Can you format the stretch of the listing below, from the line containing "ledge --coords whole-pixels" through the line containing "[[[72,249],[71,222],[47,222],[46,227],[47,230],[46,247]]]", as a Markdown table with a Row column for the row number and a Line column for the line, skipping blank lines? Leave the pictures out of your answer.

### Provided data

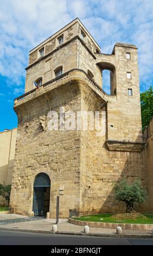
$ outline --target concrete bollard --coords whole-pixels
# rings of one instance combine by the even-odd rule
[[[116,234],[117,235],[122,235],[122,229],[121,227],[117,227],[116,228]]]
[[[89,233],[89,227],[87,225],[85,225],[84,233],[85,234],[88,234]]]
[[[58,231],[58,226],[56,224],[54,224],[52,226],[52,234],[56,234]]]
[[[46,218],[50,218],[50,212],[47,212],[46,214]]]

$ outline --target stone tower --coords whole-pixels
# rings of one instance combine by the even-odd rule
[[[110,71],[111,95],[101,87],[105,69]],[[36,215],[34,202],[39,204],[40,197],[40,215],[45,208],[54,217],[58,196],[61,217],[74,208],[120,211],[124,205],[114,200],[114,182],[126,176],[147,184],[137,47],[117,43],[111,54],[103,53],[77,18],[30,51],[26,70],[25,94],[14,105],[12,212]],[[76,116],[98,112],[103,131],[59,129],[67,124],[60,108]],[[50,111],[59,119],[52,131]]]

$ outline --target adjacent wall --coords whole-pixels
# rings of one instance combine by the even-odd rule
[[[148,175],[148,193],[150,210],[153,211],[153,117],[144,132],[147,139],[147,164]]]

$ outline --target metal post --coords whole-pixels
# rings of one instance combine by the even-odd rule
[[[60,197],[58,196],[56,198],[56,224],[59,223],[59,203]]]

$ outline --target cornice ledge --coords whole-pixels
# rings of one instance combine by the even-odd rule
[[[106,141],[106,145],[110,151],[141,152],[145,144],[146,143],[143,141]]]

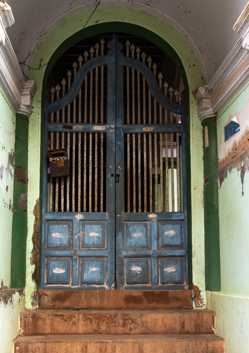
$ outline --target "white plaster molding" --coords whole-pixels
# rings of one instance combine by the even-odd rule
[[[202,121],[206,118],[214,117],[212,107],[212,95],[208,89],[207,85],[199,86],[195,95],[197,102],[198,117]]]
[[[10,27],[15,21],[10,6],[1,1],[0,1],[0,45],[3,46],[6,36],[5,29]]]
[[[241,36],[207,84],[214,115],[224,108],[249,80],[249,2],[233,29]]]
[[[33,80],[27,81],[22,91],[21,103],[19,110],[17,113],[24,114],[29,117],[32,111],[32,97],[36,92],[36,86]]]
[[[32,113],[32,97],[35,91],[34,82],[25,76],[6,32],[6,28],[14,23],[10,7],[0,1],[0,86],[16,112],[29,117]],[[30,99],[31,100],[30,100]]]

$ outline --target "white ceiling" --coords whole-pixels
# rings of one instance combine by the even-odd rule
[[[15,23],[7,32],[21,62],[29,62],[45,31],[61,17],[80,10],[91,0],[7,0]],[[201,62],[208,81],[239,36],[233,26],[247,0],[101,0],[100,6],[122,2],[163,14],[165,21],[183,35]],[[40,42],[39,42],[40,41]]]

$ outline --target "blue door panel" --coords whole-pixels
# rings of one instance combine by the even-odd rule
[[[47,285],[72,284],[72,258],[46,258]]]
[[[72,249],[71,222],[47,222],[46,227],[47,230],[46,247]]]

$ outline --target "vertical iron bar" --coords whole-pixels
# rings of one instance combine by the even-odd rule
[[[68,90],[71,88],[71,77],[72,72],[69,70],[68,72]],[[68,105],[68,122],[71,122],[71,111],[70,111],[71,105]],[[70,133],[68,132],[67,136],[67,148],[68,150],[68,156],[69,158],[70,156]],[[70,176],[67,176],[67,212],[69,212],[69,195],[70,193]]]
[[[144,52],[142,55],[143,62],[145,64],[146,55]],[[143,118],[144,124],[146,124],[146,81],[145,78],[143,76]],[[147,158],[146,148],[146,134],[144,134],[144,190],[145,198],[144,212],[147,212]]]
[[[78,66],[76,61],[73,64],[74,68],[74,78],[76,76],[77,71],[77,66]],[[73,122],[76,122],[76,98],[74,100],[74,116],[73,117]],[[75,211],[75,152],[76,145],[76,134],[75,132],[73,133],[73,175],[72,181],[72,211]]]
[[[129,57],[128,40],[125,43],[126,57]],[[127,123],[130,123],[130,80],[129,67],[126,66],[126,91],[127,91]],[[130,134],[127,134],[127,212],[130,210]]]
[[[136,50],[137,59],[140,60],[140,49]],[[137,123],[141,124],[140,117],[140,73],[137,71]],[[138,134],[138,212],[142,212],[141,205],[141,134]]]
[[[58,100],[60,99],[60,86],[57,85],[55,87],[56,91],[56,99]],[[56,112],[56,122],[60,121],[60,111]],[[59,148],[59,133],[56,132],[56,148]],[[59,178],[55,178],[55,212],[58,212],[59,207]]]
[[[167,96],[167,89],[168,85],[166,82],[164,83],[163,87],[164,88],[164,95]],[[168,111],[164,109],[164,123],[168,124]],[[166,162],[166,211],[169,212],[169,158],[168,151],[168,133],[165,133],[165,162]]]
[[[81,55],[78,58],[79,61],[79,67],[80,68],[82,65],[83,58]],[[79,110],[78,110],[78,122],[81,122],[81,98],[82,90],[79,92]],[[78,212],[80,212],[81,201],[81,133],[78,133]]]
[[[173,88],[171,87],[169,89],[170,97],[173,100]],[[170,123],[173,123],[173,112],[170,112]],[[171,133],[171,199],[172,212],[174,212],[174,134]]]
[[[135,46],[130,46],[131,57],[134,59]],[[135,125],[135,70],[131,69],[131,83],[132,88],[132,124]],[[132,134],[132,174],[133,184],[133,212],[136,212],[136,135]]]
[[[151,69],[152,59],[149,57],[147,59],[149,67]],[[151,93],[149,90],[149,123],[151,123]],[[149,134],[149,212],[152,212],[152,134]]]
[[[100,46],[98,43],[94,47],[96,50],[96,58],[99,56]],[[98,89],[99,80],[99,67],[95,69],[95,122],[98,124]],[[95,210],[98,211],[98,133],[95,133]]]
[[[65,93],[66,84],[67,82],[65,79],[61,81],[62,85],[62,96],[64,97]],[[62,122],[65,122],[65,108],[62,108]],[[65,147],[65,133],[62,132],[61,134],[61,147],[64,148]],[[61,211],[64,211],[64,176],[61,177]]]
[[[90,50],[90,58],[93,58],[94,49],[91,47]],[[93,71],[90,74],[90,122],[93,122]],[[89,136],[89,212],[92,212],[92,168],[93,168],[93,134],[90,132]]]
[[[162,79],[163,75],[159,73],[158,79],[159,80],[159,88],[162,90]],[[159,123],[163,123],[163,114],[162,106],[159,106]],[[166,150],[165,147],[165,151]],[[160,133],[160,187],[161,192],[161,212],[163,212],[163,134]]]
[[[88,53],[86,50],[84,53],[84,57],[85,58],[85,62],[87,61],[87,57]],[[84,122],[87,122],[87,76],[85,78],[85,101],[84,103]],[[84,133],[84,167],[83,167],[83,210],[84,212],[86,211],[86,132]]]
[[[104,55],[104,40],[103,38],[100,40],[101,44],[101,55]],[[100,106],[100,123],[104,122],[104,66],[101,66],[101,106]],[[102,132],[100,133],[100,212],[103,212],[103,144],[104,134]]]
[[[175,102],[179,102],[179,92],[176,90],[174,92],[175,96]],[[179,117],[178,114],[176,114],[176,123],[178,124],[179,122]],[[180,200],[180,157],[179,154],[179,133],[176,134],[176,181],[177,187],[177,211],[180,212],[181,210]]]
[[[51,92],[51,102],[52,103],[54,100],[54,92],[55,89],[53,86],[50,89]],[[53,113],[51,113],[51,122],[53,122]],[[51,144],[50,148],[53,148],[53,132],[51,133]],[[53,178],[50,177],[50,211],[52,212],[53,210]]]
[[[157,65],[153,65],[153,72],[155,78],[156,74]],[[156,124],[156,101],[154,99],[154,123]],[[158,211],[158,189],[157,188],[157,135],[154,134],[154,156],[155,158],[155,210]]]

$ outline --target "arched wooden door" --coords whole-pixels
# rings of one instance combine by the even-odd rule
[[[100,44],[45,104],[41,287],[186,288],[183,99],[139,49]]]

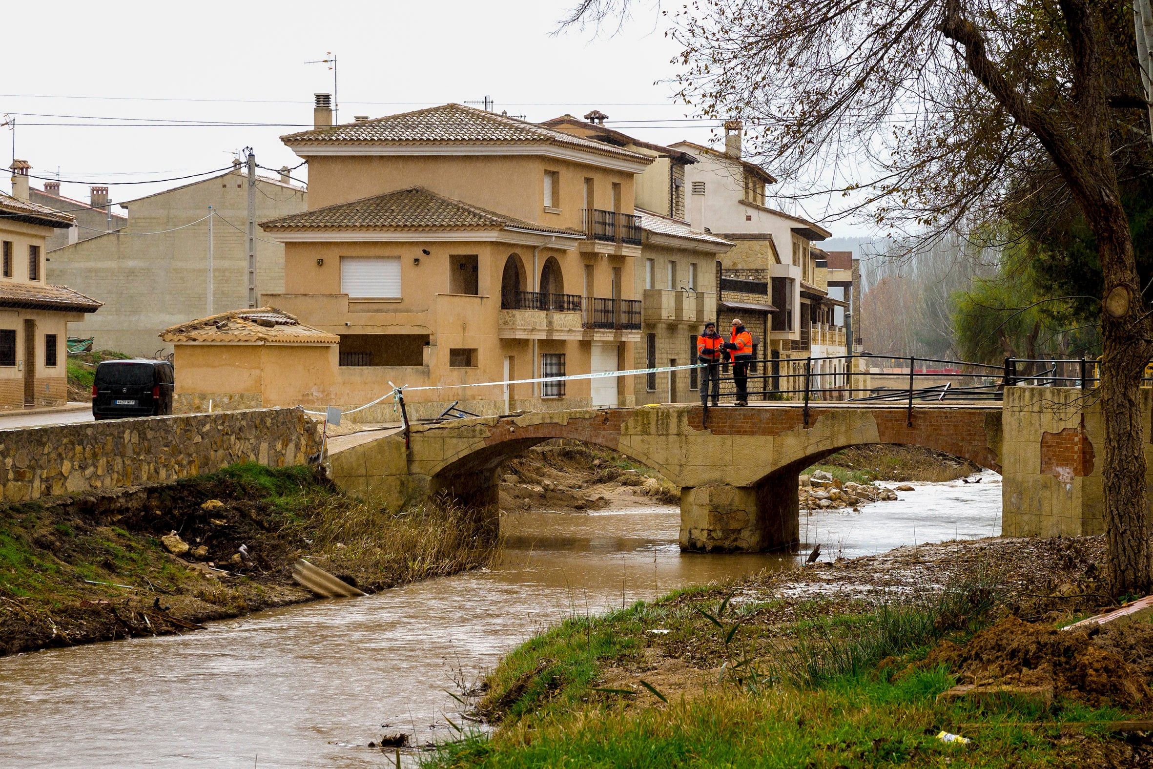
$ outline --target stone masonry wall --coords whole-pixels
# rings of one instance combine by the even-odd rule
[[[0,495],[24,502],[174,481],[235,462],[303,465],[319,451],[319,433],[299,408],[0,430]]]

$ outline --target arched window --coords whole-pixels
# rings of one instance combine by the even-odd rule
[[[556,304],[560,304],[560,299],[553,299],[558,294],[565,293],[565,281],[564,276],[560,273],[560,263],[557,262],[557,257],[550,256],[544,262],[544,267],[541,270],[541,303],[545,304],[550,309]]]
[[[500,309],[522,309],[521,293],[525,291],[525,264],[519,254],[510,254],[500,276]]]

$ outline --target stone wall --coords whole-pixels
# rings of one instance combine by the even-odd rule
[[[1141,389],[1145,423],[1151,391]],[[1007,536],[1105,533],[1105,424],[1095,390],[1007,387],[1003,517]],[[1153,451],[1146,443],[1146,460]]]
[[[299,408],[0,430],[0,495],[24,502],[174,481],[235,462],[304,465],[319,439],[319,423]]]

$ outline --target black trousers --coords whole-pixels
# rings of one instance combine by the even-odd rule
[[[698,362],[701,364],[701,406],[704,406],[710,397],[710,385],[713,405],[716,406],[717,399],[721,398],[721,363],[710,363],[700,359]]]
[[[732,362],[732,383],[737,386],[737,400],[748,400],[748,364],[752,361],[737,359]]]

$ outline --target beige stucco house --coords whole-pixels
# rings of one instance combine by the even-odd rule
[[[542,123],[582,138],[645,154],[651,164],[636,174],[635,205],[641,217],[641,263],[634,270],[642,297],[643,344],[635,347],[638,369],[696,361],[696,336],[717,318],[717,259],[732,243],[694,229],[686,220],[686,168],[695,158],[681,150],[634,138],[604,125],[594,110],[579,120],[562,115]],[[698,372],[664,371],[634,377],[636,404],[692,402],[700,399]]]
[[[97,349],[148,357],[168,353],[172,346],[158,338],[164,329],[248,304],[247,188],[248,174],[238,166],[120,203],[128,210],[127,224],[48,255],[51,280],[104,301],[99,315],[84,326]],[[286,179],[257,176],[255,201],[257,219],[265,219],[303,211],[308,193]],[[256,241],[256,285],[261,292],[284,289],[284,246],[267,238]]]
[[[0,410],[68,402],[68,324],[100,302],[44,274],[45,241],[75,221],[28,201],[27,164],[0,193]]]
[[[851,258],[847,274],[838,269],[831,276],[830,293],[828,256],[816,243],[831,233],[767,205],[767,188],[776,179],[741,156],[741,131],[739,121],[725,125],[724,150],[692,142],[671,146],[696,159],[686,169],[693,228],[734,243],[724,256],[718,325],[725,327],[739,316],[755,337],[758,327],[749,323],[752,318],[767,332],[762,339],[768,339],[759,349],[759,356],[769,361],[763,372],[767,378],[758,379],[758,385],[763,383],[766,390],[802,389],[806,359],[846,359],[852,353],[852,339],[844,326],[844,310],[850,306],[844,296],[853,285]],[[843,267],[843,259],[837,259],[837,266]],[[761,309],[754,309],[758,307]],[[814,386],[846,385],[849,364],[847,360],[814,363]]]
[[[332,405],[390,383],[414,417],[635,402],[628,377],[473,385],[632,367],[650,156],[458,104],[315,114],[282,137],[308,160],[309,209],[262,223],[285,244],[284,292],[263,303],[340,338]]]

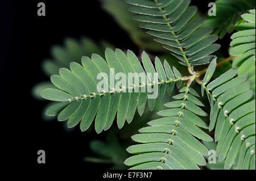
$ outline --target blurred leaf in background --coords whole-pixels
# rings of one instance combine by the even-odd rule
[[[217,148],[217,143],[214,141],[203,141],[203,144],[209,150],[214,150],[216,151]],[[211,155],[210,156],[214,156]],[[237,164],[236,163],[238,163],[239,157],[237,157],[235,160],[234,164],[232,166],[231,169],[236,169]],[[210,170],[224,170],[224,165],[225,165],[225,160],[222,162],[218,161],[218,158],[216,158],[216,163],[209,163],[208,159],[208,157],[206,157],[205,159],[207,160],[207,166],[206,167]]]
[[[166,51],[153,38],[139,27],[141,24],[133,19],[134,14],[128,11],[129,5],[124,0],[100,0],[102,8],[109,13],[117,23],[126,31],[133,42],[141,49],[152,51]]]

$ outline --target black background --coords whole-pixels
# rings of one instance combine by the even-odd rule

######

→ Written answer:
| Row | Line |
|---|---|
| 1 | $ outline --target cornice ledge --coords whole-pixels |
| 2 | # rings of one instance combine by the even-odd rule |
| 3 | [[[106,141],[106,145],[110,151],[141,152],[145,144],[146,143],[143,141]]] |
| 4 | $ outline --target "white plaster molding" --coords whole-pixels |
| 5 | # rings of one instance combine by the even-odd rule |
| 6 | [[[202,121],[206,118],[214,117],[212,107],[212,95],[208,89],[207,85],[199,86],[195,95],[197,102],[198,117]]] |
| 7 | [[[10,27],[15,21],[10,6],[1,1],[0,1],[0,45],[3,46],[6,36],[5,29]]] |
| 8 | [[[241,36],[207,84],[214,115],[224,108],[249,80],[249,2],[233,29]]] |
| 9 | [[[33,80],[27,81],[22,91],[21,103],[19,110],[17,113],[24,114],[29,117],[32,111],[32,97],[36,92],[36,86]]] |
| 10 | [[[32,113],[32,97],[35,91],[34,82],[25,76],[6,32],[6,28],[14,23],[10,7],[0,1],[0,86],[16,112],[29,117]],[[30,99],[31,100],[30,100]]] |
| 11 | $ outline --target "white ceiling" --coords whole-pixels |
| 12 | # rings of one instance combine by the even-odd rule |
| 13 | [[[15,23],[7,32],[21,62],[29,62],[45,31],[61,17],[80,10],[91,0],[7,0]],[[201,62],[208,81],[239,36],[233,26],[247,0],[101,0],[100,6],[122,2],[163,14],[165,21],[183,35]],[[40,42],[39,42],[40,41]]] |
| 14 | $ outline --target "blue door panel" --coords whole-pixels |
| 15 | # rings of one instance combine by the even-odd rule |
| 16 | [[[47,285],[72,284],[72,258],[46,258]]] |
| 17 | [[[72,249],[71,222],[47,222],[46,227],[47,230],[46,247]]] |